● **WHAT THIS TASK INVOLVES**: Given the records below, would you repeat exactly the lines that begin at the one containing "Target: paver driveway" and end at the one containing "Would you kindly pick out the brick", inclusive?

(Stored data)
[Start of Attachment]
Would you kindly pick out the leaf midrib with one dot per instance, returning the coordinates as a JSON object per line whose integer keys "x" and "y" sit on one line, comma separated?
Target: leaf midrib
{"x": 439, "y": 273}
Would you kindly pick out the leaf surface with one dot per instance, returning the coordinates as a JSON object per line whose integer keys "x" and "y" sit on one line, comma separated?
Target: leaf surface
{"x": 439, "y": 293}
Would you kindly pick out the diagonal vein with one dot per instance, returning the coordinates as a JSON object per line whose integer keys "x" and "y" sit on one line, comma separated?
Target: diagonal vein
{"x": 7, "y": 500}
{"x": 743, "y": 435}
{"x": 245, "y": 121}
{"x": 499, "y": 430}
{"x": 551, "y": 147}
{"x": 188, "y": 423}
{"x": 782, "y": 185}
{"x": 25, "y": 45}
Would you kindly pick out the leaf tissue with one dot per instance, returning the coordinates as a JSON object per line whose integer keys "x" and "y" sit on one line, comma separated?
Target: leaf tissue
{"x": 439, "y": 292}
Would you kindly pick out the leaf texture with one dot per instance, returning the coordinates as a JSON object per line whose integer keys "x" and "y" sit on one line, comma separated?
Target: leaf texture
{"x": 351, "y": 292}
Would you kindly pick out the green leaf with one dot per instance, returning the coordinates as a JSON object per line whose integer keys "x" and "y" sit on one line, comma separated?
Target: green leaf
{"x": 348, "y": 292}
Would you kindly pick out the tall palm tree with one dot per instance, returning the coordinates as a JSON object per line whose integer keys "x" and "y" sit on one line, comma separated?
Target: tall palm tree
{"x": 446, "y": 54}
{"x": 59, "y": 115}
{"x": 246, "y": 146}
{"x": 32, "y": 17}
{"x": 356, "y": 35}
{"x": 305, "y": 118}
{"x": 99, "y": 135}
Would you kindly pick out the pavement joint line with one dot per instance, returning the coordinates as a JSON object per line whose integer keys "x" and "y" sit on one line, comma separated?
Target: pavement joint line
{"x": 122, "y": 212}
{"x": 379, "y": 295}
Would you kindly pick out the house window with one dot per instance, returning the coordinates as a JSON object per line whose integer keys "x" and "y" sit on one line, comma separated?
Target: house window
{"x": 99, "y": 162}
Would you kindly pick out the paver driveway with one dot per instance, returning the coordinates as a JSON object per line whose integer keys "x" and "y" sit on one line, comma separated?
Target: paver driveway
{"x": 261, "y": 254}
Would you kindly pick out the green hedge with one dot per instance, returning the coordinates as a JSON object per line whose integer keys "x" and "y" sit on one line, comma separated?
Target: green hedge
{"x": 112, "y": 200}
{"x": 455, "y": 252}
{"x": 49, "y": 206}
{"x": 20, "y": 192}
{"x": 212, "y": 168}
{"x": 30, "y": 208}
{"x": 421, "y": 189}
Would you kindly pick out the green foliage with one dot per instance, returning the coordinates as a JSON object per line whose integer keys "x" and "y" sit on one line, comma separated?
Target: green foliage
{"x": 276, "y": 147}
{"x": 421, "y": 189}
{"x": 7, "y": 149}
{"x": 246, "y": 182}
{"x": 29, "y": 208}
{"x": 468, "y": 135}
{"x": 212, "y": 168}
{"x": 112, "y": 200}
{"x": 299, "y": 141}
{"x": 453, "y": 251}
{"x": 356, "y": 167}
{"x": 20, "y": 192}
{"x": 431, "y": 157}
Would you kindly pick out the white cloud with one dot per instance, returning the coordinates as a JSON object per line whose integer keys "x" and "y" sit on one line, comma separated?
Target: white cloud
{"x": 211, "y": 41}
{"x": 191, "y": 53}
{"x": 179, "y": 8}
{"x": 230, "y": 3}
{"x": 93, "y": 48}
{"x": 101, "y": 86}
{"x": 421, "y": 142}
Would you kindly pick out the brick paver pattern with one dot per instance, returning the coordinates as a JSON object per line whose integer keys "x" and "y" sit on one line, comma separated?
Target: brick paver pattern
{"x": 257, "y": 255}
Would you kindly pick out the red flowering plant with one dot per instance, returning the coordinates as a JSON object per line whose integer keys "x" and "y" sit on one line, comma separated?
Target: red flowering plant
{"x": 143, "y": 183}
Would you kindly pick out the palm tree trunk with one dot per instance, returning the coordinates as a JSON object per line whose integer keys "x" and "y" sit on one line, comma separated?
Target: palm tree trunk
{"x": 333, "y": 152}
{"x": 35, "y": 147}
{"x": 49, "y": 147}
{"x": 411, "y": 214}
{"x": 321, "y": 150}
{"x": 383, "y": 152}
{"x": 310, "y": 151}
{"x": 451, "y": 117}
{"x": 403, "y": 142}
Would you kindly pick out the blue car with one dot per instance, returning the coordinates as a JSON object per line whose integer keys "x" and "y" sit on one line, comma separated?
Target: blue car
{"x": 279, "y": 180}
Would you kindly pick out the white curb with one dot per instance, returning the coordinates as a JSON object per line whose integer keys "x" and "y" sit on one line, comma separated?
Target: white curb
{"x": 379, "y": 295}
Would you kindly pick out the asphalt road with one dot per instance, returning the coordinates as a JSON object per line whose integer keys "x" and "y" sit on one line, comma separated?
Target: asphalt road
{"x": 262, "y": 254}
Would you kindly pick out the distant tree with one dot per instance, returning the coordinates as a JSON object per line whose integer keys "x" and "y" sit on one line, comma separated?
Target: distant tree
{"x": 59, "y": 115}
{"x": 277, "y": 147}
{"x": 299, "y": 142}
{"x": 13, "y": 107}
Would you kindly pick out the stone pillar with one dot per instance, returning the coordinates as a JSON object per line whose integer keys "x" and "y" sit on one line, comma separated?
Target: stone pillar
[End of Attachment]
● **RESPONSE TO THIS TASK**:
Target: paver driveway
{"x": 261, "y": 254}
Would you kindly pick out the green hedge with one dot per instance, returning the coordinates as a JSON object per line whose integer keys "x" and "y" sit on one line, comma separated?
Target: green hedge
{"x": 112, "y": 200}
{"x": 455, "y": 252}
{"x": 49, "y": 206}
{"x": 20, "y": 192}
{"x": 212, "y": 168}
{"x": 30, "y": 208}
{"x": 421, "y": 189}
Would you kindly pick out the green foliage with one dot per instance, returning the coordinates as a JSON object per line whose integer keys "x" and "y" sit on one line, comma separated?
Target: green foliage
{"x": 276, "y": 147}
{"x": 421, "y": 189}
{"x": 7, "y": 149}
{"x": 246, "y": 182}
{"x": 29, "y": 208}
{"x": 468, "y": 135}
{"x": 212, "y": 168}
{"x": 112, "y": 200}
{"x": 299, "y": 141}
{"x": 453, "y": 251}
{"x": 356, "y": 167}
{"x": 20, "y": 192}
{"x": 431, "y": 157}
Would you kindly pick out the white cloud with one dot per instance, returning the coordinates as a JSON object per line whose integer keys "x" and "y" sit on one line, comma separated?
Target: white cloud
{"x": 211, "y": 41}
{"x": 191, "y": 53}
{"x": 179, "y": 8}
{"x": 230, "y": 3}
{"x": 93, "y": 48}
{"x": 101, "y": 86}
{"x": 421, "y": 142}
Would you kindly pick out the brick paver pattern with one dot per instance, returning the coordinates as a JSON object per line whose integer keys "x" and "y" sit on one line, comma separated?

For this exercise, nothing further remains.